▸ Given data:
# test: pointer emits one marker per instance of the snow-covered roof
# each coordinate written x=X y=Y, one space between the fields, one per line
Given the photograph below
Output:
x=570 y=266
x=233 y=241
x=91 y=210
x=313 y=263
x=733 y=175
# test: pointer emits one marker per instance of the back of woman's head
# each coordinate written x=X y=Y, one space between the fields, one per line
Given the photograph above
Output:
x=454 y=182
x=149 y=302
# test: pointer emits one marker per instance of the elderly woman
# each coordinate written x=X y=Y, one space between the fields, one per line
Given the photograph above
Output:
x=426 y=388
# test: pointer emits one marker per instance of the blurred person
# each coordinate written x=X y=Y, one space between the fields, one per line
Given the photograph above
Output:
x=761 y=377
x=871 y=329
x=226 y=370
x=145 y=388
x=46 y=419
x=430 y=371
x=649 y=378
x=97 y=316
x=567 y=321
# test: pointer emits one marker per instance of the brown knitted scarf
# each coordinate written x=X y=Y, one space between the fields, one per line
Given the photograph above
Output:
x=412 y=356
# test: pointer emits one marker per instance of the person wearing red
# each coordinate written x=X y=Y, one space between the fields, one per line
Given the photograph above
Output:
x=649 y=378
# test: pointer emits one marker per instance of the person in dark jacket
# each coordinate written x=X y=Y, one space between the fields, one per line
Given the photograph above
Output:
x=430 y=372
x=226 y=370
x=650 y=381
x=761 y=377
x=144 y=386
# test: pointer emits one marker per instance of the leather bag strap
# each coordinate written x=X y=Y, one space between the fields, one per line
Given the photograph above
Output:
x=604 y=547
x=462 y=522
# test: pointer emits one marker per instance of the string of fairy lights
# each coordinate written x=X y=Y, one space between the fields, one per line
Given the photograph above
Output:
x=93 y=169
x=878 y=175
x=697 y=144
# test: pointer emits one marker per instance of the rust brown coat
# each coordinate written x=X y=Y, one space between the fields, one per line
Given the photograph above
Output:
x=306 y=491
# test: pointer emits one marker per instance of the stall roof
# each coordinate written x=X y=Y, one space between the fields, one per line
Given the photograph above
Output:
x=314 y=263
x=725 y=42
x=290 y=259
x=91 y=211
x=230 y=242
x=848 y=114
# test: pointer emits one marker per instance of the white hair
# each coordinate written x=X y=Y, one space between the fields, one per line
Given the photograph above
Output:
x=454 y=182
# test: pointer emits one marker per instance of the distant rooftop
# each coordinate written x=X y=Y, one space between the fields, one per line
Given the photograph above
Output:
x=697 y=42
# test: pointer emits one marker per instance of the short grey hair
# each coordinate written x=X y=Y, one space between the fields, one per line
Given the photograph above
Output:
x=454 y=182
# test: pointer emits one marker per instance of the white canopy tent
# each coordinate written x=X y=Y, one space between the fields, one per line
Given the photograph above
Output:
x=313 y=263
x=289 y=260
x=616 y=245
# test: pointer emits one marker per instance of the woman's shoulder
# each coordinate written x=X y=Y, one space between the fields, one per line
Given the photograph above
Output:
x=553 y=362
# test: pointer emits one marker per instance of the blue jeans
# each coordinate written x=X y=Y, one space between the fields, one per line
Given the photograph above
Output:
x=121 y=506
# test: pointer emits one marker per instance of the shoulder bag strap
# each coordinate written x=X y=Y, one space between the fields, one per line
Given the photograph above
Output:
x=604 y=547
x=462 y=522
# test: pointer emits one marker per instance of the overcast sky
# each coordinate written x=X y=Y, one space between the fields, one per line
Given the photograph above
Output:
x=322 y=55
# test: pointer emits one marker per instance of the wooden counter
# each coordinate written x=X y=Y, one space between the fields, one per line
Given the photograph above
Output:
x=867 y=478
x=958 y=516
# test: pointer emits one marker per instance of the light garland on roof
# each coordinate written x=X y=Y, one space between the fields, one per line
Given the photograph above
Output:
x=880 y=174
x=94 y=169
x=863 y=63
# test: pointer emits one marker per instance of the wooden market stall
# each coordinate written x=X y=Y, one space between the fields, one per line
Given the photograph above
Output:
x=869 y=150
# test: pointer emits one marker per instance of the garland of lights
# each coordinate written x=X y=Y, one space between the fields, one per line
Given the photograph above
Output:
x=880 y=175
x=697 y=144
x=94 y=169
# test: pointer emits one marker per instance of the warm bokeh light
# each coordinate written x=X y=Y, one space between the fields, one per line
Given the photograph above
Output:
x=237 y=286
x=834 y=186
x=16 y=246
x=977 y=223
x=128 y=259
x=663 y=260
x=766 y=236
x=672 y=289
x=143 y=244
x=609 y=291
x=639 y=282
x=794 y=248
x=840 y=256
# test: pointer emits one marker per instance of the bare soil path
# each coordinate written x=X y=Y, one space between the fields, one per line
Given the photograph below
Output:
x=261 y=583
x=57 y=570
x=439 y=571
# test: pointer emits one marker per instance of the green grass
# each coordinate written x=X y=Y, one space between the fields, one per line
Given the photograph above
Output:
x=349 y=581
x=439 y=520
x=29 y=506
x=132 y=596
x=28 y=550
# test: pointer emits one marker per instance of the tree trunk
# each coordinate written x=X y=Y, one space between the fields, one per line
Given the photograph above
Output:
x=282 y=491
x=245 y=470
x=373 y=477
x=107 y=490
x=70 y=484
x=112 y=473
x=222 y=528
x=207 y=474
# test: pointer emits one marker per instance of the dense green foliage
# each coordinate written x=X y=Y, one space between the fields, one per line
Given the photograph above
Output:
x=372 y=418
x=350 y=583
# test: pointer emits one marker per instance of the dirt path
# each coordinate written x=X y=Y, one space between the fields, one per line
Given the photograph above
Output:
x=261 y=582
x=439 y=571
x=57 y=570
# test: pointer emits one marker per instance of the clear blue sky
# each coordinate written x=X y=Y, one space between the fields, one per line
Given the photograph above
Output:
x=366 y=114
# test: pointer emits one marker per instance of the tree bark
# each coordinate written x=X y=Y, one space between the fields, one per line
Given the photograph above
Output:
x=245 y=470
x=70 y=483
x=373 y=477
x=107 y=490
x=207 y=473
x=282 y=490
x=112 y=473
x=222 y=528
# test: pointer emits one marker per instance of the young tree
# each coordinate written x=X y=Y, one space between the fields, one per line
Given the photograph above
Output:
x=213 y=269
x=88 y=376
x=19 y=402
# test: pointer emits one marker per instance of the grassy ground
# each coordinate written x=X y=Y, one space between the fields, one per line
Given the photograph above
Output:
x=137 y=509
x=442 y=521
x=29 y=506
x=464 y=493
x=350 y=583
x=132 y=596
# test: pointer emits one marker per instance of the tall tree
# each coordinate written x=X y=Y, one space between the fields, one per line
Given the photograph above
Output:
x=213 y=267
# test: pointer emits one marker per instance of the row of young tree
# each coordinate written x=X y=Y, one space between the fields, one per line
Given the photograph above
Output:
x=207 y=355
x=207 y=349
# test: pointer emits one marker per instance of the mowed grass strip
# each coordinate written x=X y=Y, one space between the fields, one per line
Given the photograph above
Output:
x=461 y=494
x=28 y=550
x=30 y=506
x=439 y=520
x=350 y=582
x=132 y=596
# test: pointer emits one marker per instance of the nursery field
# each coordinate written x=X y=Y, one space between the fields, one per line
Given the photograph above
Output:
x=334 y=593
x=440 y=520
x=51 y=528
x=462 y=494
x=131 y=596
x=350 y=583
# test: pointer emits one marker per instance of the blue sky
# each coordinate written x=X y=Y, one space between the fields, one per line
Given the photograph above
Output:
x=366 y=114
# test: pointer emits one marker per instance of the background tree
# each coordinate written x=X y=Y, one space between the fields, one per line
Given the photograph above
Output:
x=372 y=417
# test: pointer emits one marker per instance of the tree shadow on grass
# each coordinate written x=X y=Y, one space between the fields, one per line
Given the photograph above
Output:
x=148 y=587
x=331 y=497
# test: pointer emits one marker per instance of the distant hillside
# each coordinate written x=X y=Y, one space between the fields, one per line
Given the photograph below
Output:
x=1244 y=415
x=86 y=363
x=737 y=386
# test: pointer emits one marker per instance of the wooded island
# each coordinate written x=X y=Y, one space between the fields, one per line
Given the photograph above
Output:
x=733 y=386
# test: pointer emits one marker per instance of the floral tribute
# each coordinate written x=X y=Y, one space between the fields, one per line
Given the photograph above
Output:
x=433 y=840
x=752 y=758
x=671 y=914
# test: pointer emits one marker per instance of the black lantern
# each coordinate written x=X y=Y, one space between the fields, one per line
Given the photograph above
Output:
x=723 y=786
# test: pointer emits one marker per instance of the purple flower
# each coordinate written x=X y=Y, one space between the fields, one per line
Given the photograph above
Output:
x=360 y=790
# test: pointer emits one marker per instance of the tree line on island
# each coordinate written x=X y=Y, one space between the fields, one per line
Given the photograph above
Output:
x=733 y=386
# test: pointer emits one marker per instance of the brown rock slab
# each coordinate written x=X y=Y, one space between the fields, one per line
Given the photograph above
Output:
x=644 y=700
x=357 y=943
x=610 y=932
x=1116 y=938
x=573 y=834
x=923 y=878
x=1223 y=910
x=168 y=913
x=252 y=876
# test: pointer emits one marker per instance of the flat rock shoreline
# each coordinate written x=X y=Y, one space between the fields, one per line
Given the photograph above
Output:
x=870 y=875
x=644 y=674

▸ What is being asked:
Please reproduce every line of the data between the lines holding "# test: pointer emits one marker per instance of the row" and "x=737 y=386", inclusive, with each coordinate value multiplied by 1.95 and rounded to a whole number, halves rounded up, and all other text left unchanged. Output only those lines.

▸ Exercise response:
# test: pointer emits one marker per instance of the row of young tree
# each coordinate written x=X y=Y, one space between the fields, one per line
Given the photograph above
Output:
x=404 y=692
x=404 y=681
# test: pointer emits one marker per instance of the mowed grass strip
# each coordinate written x=X y=Y, one space between the fields, one per line
Given the photograph above
Output:
x=899 y=963
x=55 y=1073
x=59 y=987
x=856 y=1014
x=683 y=1135
x=257 y=1162
# test: pointer emits one marker per instance of the nursery field
# each coordinate written x=X y=Y, one space between the fields, one per line
Given the photograph above
Output:
x=651 y=1156
x=858 y=1014
x=99 y=1030
x=901 y=963
x=255 y=1162
x=683 y=1137
# test: pointer emits one marker per instance of the blue sky
# each coordinate written x=X y=Y, one space between the fields, one per line
Given the photograph above
Output:
x=714 y=222
# test: pointer emits one marker per instance of the background tree
# each coordinate written x=X y=Y, one space between the fields, one per line
Given the photograph above
Output:
x=725 y=813
# test: pointer emits one marker per instance of the tree shadow on grass
# each coordinate written x=X y=Y, one space between the fields, one per line
Given the photograph above
Output:
x=289 y=1145
x=645 y=969
# test: pointer emits one marker per instance of the distant hillside
# each coordinate written x=X y=Y, one space between the fields, one per line
Given the photograph below
Output:
x=2426 y=809
x=168 y=708
x=1437 y=753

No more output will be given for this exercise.